__AIM OF THE EXERCISE__: Format the stretch of items below, from the line containing "output [[255, 31]]." through the line containing "[[417, 296], [16, 318]]", as a numbered list with blank lines omitted.

__DATA SECTION__:

☆ ☆ ☆ ☆ ☆

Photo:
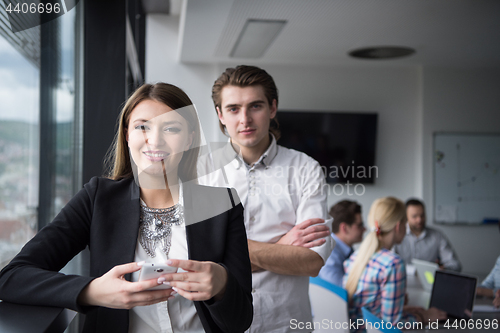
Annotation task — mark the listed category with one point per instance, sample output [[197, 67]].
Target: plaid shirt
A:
[[381, 288]]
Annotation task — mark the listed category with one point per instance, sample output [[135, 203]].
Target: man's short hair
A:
[[414, 202], [247, 76], [344, 211]]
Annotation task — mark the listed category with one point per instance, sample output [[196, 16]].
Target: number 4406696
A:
[[472, 324], [34, 8]]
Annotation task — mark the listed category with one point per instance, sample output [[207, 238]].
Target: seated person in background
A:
[[347, 230], [425, 243], [490, 287], [375, 276]]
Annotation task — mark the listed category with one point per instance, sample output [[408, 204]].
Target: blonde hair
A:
[[118, 157], [384, 215]]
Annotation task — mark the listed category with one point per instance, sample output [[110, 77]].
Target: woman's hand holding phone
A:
[[201, 281], [113, 291]]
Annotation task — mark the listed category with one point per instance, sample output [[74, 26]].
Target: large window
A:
[[40, 126]]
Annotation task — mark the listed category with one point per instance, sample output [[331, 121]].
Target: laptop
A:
[[425, 272], [454, 293]]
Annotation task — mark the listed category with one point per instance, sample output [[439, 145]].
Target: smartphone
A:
[[154, 271]]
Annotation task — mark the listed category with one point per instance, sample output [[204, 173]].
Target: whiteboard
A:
[[466, 178]]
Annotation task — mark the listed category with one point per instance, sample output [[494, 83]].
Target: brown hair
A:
[[118, 157], [246, 76], [344, 211]]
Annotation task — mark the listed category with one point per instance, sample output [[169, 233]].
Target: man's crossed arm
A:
[[292, 255]]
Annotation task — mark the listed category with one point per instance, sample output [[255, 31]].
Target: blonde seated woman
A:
[[375, 276]]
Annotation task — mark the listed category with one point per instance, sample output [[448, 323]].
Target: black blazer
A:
[[104, 215]]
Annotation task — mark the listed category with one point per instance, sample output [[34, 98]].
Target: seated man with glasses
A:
[[347, 230]]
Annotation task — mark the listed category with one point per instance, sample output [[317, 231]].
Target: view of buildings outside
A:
[[20, 131]]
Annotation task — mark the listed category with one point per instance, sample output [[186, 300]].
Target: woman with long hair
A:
[[375, 276], [149, 210]]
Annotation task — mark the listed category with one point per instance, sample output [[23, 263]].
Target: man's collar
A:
[[422, 234]]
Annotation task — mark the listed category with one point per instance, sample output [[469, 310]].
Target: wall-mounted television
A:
[[343, 143]]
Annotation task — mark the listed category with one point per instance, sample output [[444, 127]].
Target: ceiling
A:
[[457, 33]]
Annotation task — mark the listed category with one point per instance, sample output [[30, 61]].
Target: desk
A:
[[417, 296], [16, 318]]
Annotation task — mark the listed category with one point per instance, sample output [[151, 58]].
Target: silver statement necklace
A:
[[155, 227]]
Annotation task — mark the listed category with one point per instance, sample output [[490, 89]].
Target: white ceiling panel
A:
[[322, 32]]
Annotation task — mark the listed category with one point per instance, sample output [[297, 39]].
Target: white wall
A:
[[462, 100], [412, 103]]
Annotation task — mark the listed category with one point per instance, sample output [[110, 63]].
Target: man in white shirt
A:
[[284, 194], [424, 243]]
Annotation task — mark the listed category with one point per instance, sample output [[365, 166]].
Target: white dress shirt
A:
[[176, 315], [284, 188]]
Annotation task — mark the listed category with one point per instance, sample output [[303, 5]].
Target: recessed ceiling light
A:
[[256, 37], [382, 52]]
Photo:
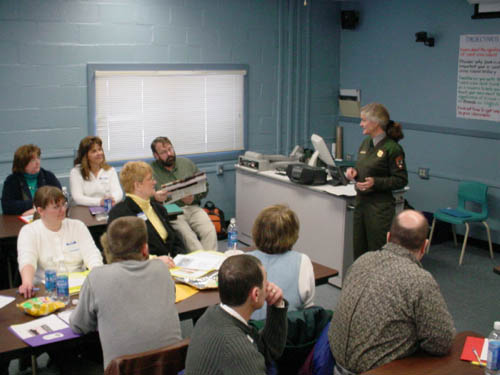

☆ ☆ ☆ ☆ ☆

__EXERCISE OUTPUT__:
1. Annotation task — mark the listed category with one point per instance, sample output [[255, 31]].
2. Target: blonde seated woman
3. A:
4. [[375, 276]]
5. Annotation task — mark the listed category with one point per instance, sample output [[448, 323]].
6. Target: black blazer
7. A:
8. [[104, 215]]
9. Annotation task — mark the listed category with one point per instance, sample output [[34, 98]].
10. Target: seated man with glasses
11. A:
12. [[347, 230]]
13. Annotation task — mark the listed category with one point per instance, sample output [[317, 231]].
14. Target: view of buildings outside
15. A:
16. [[20, 131]]
17. Annotation task — mark the listed category with one point per instance, sample output [[186, 300]].
18. Target: woman with long hair
19. A:
20. [[375, 276], [149, 210]]
21. Annotation task — mark the listed category with one point per instance, sample output [[23, 263]].
22. Target: man's collar
23. A:
24. [[422, 234]]
25. Annotation task — mark the listed category with one point per instance, sample output [[469, 310]].
26. Target: wall-mounted television
27. A:
28. [[343, 143]]
29. Annotation task — mark the listed category with one point per instance, sample output [[444, 127]].
30. Target: ceiling
31. A:
32. [[457, 33]]
33. Annotation task — mark the listed category with one point per instance, sample output [[30, 61]].
34. Target: desk
35. A:
36. [[417, 296], [16, 318]]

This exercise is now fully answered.